*Given task:* Pull out every line in the material below that contains the string "blurred" and copy each line in full.

┄┄┄┄┄┄┄┄┄┄┄┄┄┄┄┄┄┄┄┄

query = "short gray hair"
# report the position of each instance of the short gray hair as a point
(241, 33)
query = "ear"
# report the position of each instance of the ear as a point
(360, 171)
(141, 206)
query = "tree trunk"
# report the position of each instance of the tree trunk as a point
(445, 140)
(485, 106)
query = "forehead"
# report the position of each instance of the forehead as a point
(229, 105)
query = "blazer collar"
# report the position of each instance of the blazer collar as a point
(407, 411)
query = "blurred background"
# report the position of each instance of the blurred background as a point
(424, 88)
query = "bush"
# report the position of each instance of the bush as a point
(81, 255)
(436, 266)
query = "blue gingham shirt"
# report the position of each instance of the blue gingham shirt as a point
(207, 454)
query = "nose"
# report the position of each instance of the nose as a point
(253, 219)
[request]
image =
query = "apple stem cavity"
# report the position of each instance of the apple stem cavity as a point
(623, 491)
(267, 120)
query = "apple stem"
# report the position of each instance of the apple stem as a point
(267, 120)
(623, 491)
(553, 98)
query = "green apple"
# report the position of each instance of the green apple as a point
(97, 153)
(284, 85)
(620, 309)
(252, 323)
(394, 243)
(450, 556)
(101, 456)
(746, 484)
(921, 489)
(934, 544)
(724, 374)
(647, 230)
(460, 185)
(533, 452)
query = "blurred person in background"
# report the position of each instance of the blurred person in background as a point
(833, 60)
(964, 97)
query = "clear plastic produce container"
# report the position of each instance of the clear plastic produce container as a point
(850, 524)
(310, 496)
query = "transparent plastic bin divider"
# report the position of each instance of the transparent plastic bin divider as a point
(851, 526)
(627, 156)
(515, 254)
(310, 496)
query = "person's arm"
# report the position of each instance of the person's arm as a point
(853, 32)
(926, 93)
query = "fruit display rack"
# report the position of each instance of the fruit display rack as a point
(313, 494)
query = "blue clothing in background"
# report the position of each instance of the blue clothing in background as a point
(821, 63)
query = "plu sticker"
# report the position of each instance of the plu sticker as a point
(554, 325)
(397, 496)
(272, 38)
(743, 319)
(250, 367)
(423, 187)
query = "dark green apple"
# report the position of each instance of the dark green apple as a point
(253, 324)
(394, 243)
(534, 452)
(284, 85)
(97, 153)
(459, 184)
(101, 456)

┄┄┄┄┄┄┄┄┄┄┄┄┄┄┄┄┄┄┄┄

*Response to the exercise:*
query = "blurred background"
# report the position of each instance of the blurred background as a point
query = "blurred person in background"
# report the position of each instance of the blurred person in background as a point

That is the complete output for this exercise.